# DATA:
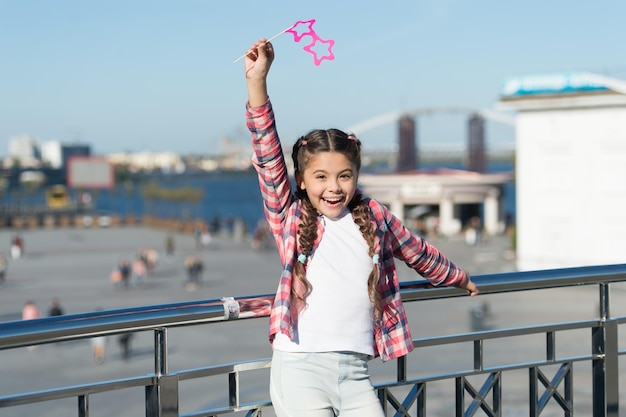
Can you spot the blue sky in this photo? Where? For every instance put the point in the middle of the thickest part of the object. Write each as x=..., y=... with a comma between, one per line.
x=157, y=75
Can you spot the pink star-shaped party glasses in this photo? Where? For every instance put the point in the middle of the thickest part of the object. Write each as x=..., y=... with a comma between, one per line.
x=302, y=29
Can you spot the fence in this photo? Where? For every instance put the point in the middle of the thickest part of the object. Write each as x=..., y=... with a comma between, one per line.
x=479, y=387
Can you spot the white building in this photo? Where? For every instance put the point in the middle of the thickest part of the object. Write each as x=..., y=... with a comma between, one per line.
x=570, y=169
x=444, y=191
x=24, y=149
x=52, y=153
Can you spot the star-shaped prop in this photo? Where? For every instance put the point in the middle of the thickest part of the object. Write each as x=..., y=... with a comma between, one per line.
x=300, y=30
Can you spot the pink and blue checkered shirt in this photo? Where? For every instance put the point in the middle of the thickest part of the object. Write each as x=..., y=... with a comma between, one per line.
x=392, y=337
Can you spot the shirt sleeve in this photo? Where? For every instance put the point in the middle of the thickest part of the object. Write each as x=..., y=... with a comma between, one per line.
x=269, y=162
x=421, y=256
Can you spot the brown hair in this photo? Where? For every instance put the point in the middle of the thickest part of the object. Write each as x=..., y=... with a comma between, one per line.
x=313, y=143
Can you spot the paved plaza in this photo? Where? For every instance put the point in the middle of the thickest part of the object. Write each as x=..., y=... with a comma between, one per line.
x=74, y=265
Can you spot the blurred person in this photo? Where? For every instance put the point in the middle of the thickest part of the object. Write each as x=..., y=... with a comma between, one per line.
x=17, y=247
x=124, y=341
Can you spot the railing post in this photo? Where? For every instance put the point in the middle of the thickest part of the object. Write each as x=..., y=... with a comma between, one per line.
x=162, y=395
x=606, y=368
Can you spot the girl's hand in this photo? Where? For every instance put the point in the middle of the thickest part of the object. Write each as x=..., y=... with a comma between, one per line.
x=258, y=60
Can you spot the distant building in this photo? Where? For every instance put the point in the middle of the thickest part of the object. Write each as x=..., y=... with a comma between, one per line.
x=25, y=150
x=51, y=154
x=570, y=169
x=407, y=153
x=476, y=144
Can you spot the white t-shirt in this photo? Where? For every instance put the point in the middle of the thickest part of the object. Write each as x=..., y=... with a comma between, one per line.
x=338, y=314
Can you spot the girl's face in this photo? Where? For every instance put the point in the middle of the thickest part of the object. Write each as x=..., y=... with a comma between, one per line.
x=329, y=180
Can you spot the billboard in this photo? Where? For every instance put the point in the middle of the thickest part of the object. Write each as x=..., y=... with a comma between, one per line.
x=89, y=172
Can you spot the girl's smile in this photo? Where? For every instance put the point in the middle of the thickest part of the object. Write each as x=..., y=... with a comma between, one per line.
x=329, y=180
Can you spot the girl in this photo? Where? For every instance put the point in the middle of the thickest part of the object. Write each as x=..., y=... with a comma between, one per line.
x=338, y=302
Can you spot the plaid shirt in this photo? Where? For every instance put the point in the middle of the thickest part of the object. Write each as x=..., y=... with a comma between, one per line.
x=392, y=337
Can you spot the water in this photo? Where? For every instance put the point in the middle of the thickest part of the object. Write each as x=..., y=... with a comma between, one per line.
x=226, y=196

# ASSIGNMENT:
Starting from the line that contains "Can you spot the girl's smile", give again every line to the last line of the data, exactly. Include nothing else.

# ANSWER BOX:
Can you spot the girl's smile in this photo? Where? For every instance put the point in the middle of the thickest part of the object. Write each as x=..., y=... with a comma between, one per line.
x=329, y=180
Can you spot the girl in this photo? Where? For every instance put the point in the middle of the thickest part of the object. Write each as x=..., y=... with a comma between, one per line.
x=338, y=302
Can you spot the plaid shirt in this photo? Where? For every instance put the point in the middle of the thickest part of the object. Write each as x=..., y=... with a comma between, one per line.
x=392, y=337
Can you spot the water in this photo? Where? For every instance put the point in the middle of the thickest part of the object. Write each as x=..., y=... with a comma between, one per line.
x=226, y=196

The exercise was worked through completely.